● Directive
Starting with the line that contains "Every instance of the green" and going on through the line that contains "[(762, 664), (699, 487), (716, 609), (808, 666)]", put those lines of the listing into a Markdown table with the columns Row and Line, skipping any blank lines. Row holds the row number and Line holds the line.

● Records for the task

>> begin

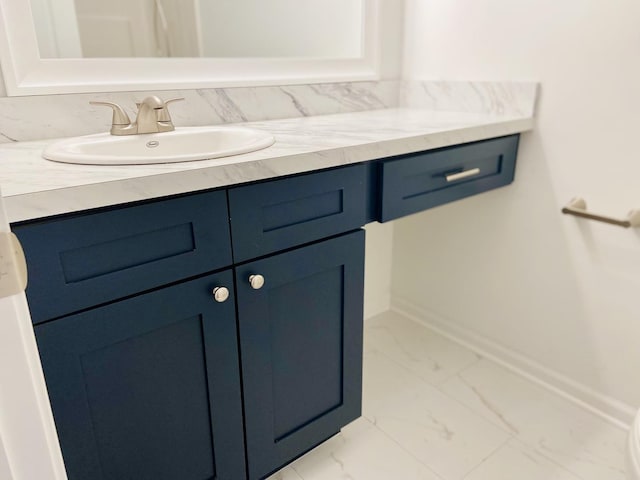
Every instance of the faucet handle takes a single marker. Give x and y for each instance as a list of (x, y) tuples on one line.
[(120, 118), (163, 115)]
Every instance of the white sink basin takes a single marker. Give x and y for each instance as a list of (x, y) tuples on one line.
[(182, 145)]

>> end
>> begin

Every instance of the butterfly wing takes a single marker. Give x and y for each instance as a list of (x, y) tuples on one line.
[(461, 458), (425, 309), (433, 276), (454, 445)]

>> end
>> begin

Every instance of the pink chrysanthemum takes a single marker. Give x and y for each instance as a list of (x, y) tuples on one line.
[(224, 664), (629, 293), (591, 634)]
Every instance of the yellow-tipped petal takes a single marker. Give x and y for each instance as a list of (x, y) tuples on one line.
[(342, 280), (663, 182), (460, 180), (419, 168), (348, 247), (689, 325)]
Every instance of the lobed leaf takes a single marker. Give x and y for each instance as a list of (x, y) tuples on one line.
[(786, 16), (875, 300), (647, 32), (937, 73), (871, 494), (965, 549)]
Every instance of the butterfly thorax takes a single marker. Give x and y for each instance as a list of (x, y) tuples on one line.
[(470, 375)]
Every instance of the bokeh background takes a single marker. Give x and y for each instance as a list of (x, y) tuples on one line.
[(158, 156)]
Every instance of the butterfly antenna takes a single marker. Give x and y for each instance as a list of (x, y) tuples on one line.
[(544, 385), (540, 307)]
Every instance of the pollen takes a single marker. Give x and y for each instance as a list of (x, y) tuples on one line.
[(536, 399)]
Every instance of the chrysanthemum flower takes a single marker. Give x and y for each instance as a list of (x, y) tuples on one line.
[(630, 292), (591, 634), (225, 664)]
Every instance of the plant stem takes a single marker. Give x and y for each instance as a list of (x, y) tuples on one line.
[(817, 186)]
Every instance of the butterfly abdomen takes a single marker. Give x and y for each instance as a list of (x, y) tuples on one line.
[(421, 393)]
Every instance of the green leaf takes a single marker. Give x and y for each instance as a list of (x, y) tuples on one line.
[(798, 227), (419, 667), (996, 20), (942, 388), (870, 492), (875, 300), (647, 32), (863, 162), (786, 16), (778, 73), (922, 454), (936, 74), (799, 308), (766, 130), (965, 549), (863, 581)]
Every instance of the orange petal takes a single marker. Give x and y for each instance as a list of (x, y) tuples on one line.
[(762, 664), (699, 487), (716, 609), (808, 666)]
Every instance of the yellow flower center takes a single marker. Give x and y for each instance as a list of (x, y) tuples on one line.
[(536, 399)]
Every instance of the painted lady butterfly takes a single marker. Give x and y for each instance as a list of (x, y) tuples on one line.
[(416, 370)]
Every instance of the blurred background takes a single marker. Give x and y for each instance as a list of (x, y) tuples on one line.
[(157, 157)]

>> end

● Final result
| Row | Line |
|---|---|
| 1 | Every instance of the green leaf takes a single marker. Give x and y for each instance as a list of (x, y) tuples on one line. |
| 2 | [(798, 227), (419, 667), (996, 20), (942, 388), (870, 492), (875, 300), (647, 32), (863, 162), (786, 16), (778, 73), (922, 454), (936, 74), (799, 308), (766, 130), (965, 549), (863, 581)] |
| 3 | Every instance of the orange petal takes a single marker. Give x and y for each instance as a list of (x, y) tuples on one line. |
| 4 | [(762, 664), (699, 487), (716, 609), (808, 666)] |